╭─ SELECTION

Splat-MOVER: Multi-Stage,
Open-Vocabulary Robotic Manipulation via Editable Gaussian Splatting

Splat-MOVER utilizes the affordance-and-semantic-aware ASK-Splat scene representation to localize and mask relevant objects in a language-guided, multi-stage manipulation task. SEE-Splat creates a "digital twin" and edits the ASK-Splat scene in real-time, reflecting the current state of the real-world scene, enabling its use in multi-stage manipulation tasks. Grasp-Splat generates candidate grasp configurations for each object, at each stage of the manipulation task.

Abstract

We present Splat-MOVER, a modular robotics stack for open-vocabulary robotic manipulation, which leverages the editability of Gaussian Splatting (GSplat) scene representations to enable multi-stage manipulation tasks.

Splat-MOVER consists of:

  1. ASK-Splat, a GSplat representation that distills latent codes for language semantics and grasp affordance into the 3D scene. ASK-Splat enables geometric, semantic, and affordance understanding of 3D scenes, which is critical for many robotics tasks;
  2. SEE-Splat, a real-time scene-editing module using 3D semantic masking and infilling to visualize the motions of objects that result from robot interactions in the real-world. SEE-Splat creates a "digital twin" of the evolving environment throughout the manipulation task;
  3. Grasp-Splat, a grasp generation module that uses ASK-Splat and SEE-Splat to propose candidate grasps for open-world objects. ASK-Splat is trained in real-time from RGB images in a brief scanning phase prior to operation, while SEE-Splat and Grasp-Splat run in real-time during operation.

We demonstrate the superior performance of Splat-MOVER in hardware experiments on a Kinova robot compared to two recent baselines in four single-stage, open-vocabulary manipulation tasks, as well as in four multi-stage manipulation tasks using the edited scene to reflect scene changes due to prior manipulation stages, which is not possible with the existing baselines.

Splat-MOVER

Splat-MOVER stack.

Splat-MOVER enables language-guided, multi-stage robotic manipulation, through an affordance-and-semantic-aware scene representation ASK-Splat, a real-time scene-editing module SEE-Splat, and a grasp-generation module Grasp-Splat.

Given a natural language description of a multi-stage manipulation task, Splat-MOVER utilizes the affordance-and-semantic-aware ASK-Splat scene representation to localize and mask the objects specified by the natural language prompt in the 3D scene, providing specific initial and target configurations for the robotic manipulator at each stage of the manipulation task. Subsequently, SEE-Splat edits the ASK-Splat scene in real-time, reflecting the current state of the real-world scene, thereby enabling its use in multi-stage manipulation task. Leveraging object-specific grasp affordance codes from ASK-Splat, Grasp-Splat generates candidate grasp configurations for each object, at each stage of the manipulation task.

ASK-Splat, SEE-Splat Pipeline.

ASK-Splat grounds 2D visual attributes (e.g, color and lighting effects), grasp affordance, and semantic embeddings within a $3$D GSplat representation and is trained entirely from RGB images. Leveraging 3D ASK-Splat, SEE-Splat enables open-vocabulary scene-editing via semantic localization of relevant Gaussian primitives in the scene, followed by 3D masking and transformation ξ of these Gaussians.

╰─
╭─ PROVIDED MATERIAL

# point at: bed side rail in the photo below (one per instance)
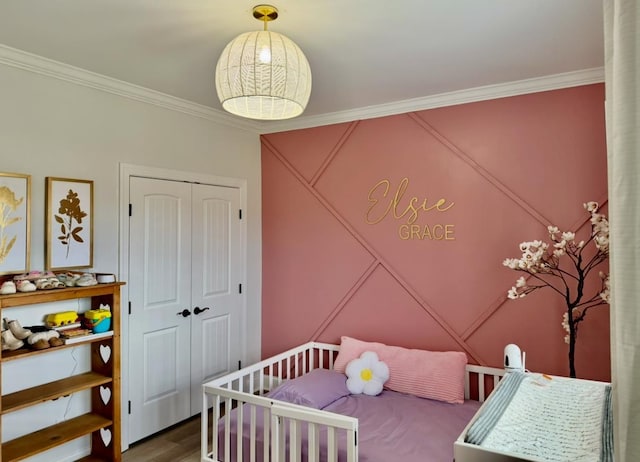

╰─

In the text on Splat-MOVER, which robot were the hardware experiments run on?

ANSWER IN FULL: A Kinova robot.